[Extract to read]
# # # # #

Lynda Bellingham, who has died aged 66, played many roles during her five-decade professional career, but became synonymous with one. "Being a mum making gravy was not quite how I had seen my career advancing," she said once.
But between 1983 and 1999 that's what she did in 42 "episodes" of an award-winning TV ad. Since the early 1980s, her name was rarely mentioned in print without it being prefaced with "Oxo mum". Her performances were reportedly responsible for a 10 per cent increase in stock cube sales.
During her career, though, she starred on TV as the vet's wife Helen Herriot in All Creatures Great and Small in the 1980s and as one of two divorcees trying to forge a relationship in the 1990s sitcom Second Thoughts, opposite James Bolam. On stage she was best known for playing the lead in a touring production of Calendar Girls between 2008 and 2012.
Typecast
But being typecast in the role of, as she put it in her autobiography, “the nation’s favourite mum”, wasn’t the only reason she missed out on roles that could have sent her career in a different direction. Her friend the writer
Lynda La Plante
once rang to ask her if she was interested in playing a detective for television. Too busy with sitcom and advertising jobs, she turned down the chance to play DI Jane Tennison, later taken by
Helen Mirren
.

# # # # #

[Supplied information]
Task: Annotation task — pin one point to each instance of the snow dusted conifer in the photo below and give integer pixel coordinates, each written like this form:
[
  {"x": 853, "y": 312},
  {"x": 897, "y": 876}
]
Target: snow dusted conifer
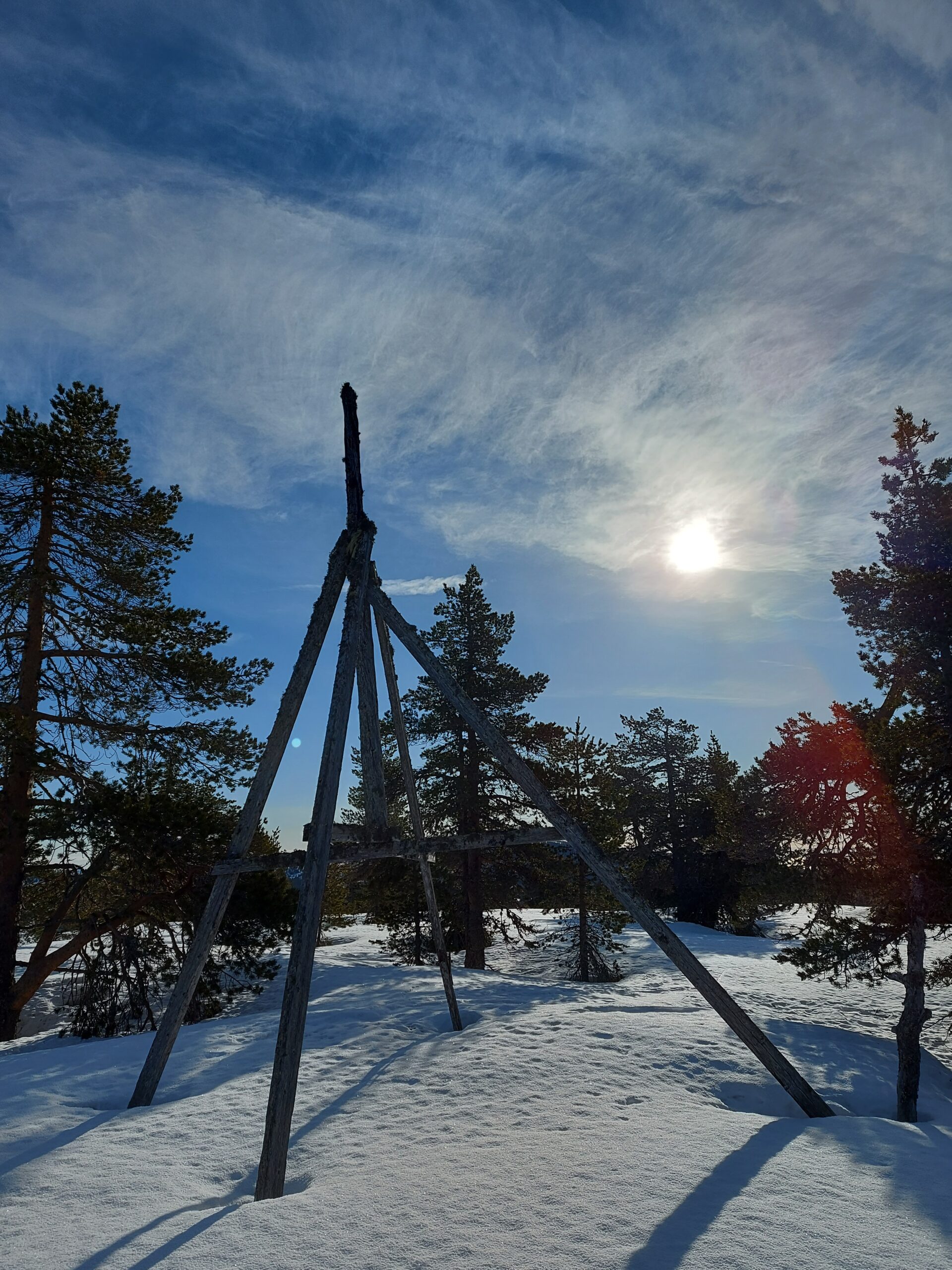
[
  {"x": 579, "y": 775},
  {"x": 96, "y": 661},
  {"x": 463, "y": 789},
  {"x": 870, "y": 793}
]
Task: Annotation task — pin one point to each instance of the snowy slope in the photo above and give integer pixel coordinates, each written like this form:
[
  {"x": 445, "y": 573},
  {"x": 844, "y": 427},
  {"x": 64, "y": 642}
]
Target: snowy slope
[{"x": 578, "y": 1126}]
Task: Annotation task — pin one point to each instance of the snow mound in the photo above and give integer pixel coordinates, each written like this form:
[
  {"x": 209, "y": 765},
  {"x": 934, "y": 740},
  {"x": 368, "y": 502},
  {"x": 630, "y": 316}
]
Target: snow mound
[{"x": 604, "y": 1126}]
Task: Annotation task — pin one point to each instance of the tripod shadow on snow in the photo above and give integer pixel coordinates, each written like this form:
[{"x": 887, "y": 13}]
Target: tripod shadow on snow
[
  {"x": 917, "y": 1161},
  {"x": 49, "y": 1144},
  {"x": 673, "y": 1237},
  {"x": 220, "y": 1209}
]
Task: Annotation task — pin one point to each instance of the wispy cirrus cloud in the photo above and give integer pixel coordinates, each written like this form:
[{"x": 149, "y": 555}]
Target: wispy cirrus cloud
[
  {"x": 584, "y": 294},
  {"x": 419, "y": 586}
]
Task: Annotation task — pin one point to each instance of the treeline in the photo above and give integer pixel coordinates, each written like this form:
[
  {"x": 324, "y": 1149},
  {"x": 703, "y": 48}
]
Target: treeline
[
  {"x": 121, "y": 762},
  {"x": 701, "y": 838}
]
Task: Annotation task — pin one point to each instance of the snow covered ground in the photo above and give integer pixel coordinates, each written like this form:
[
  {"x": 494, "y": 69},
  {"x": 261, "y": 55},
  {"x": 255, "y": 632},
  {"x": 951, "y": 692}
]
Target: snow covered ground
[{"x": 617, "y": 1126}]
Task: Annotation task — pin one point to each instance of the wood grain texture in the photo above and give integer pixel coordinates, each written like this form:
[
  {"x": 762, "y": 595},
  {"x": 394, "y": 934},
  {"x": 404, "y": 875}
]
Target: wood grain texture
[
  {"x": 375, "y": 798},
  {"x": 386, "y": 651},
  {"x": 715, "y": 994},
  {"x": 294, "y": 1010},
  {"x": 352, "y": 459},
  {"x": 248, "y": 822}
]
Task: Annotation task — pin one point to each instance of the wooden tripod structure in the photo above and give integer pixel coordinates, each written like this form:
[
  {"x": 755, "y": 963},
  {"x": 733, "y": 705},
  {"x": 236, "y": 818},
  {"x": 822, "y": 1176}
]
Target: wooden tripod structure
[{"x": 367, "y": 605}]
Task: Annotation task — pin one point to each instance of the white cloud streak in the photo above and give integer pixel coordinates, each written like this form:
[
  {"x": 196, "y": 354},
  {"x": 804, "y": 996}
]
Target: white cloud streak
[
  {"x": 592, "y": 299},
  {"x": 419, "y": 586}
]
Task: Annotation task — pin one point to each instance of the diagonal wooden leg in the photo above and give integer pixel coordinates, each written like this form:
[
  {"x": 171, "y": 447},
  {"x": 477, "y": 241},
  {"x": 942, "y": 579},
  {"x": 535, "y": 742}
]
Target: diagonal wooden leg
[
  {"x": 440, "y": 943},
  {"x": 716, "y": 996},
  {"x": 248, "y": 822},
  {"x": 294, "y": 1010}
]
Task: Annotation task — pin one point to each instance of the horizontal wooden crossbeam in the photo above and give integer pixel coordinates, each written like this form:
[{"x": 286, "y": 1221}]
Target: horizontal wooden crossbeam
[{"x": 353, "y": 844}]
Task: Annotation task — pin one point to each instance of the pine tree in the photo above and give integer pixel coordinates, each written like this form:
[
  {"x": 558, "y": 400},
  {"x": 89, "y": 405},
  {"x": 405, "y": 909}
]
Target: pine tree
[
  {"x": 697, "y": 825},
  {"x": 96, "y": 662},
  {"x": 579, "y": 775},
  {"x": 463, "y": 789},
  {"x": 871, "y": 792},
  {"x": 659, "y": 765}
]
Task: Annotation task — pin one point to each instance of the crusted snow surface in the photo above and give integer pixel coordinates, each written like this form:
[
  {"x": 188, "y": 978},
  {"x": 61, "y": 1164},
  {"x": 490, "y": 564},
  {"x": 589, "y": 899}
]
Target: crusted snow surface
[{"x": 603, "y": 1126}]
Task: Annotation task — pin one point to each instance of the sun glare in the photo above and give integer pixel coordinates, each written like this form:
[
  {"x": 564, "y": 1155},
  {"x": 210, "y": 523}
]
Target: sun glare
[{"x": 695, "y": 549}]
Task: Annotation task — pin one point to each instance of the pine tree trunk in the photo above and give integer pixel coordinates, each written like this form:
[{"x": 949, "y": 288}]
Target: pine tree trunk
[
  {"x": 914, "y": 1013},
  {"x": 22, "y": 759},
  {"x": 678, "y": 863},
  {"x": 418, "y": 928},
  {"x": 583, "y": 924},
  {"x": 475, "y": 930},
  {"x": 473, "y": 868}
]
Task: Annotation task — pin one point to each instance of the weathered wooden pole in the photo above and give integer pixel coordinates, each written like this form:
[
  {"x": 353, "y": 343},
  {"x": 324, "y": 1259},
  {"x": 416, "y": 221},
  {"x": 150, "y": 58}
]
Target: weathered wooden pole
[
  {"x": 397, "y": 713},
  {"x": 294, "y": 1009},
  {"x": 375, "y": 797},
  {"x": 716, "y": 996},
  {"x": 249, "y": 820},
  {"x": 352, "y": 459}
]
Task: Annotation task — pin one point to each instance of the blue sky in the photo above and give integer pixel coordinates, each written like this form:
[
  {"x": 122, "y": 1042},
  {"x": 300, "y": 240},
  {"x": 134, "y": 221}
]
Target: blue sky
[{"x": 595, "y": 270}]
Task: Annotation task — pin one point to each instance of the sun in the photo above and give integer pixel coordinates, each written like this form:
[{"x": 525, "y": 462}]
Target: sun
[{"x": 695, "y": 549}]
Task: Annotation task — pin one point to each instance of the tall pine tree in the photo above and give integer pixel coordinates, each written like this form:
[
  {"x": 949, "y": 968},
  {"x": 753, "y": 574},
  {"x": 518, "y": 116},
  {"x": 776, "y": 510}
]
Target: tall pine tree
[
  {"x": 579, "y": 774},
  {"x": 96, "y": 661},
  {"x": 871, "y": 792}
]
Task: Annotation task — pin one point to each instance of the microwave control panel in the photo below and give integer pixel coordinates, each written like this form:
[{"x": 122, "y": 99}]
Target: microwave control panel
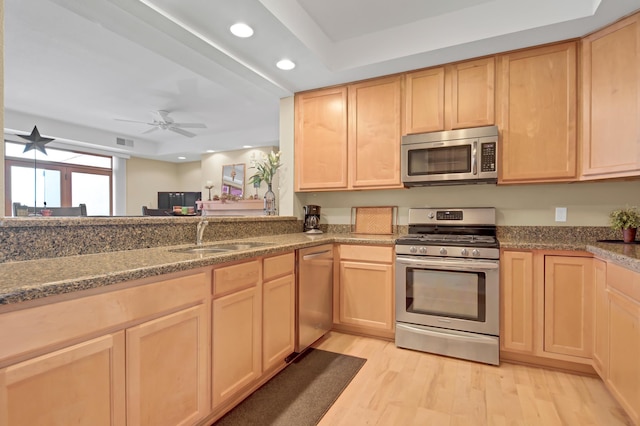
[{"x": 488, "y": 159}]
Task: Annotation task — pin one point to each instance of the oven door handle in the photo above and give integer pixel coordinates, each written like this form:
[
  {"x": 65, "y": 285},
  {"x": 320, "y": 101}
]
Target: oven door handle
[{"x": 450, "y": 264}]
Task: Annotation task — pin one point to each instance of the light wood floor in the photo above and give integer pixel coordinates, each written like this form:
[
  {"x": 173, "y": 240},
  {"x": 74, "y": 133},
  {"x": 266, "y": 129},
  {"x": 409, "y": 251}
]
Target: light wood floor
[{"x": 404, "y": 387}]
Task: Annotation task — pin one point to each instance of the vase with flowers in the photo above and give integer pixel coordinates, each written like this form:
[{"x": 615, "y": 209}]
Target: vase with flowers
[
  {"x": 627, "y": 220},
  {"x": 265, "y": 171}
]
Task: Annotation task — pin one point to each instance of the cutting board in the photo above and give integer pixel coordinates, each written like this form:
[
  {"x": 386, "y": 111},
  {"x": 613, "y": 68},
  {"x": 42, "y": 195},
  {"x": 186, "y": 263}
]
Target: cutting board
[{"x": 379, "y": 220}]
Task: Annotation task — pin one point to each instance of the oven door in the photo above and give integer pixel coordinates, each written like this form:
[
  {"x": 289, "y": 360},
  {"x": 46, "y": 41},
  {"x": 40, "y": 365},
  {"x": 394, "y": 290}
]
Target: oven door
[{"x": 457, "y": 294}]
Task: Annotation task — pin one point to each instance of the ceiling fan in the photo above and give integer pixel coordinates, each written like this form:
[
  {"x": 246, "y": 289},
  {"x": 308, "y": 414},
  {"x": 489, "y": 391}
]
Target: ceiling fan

# # # # #

[What to do]
a. Answer these from the Lynda Bellingham obituary, one answer per line, each marked like its question.
(i) In how many episodes of the award-winning TV ad did she appear between 1983 and 1999?
(ii) What role did she play in All Creatures Great and Small?
(iii) Who rang her to ask whether she wanted to play a detective for television?
b. Using the Lynda Bellingham obituary, say whether each statement agrees with it. Answer yes or no, and quote the words that decide it.
(i) Her performances in the ad were reportedly behind a rise in stock cube sales.
(ii) She played a supporting part in the touring production of Calendar Girls.
(iii) She accepted the role of DI Jane Tennison.
c. Go on with the Lynda Bellingham obituary from where it stops.

[Answers to this exercise]
a.
(i) 42
(ii) The vet's wife Helen Herriot
(iii) Her friend the writer Lynda La Plante

b.
(i) Yes: "Her performances were reportedly responsible for a 10 per cent increase in stock cube sales."
(ii) No: "On stage she was best known for playing the lead in a touring production of Calendar Girls between 2008 and 2012."
(iii) No: "Too busy with sitcom and advertising jobs, she turned down the chance to play DI Jane Tennison"

c.
She was born Meredith Lee Hughes in Montreal, Quebec. Her Canadian birth mother, Marjorie Hughes, gave her daughter up for adoption to an English couple who were visiting Canada but returned to Britain and raised her as Lynda on their farm in Buckinghamshire, with their two biological daughters, Barbara and Jean.
Bellingham’s image as Britain’s favourite mum stood in strong contrast to the reality of her first two disastrous marriages, as she detailed in her autobiography. In 2008, she married for a third time, to Michael Pattemore, with whom she later ran a property business.
She was awarded an OBE in 2014. She is survived by her husband and two sons, Michael and Robbie, from her second marriage.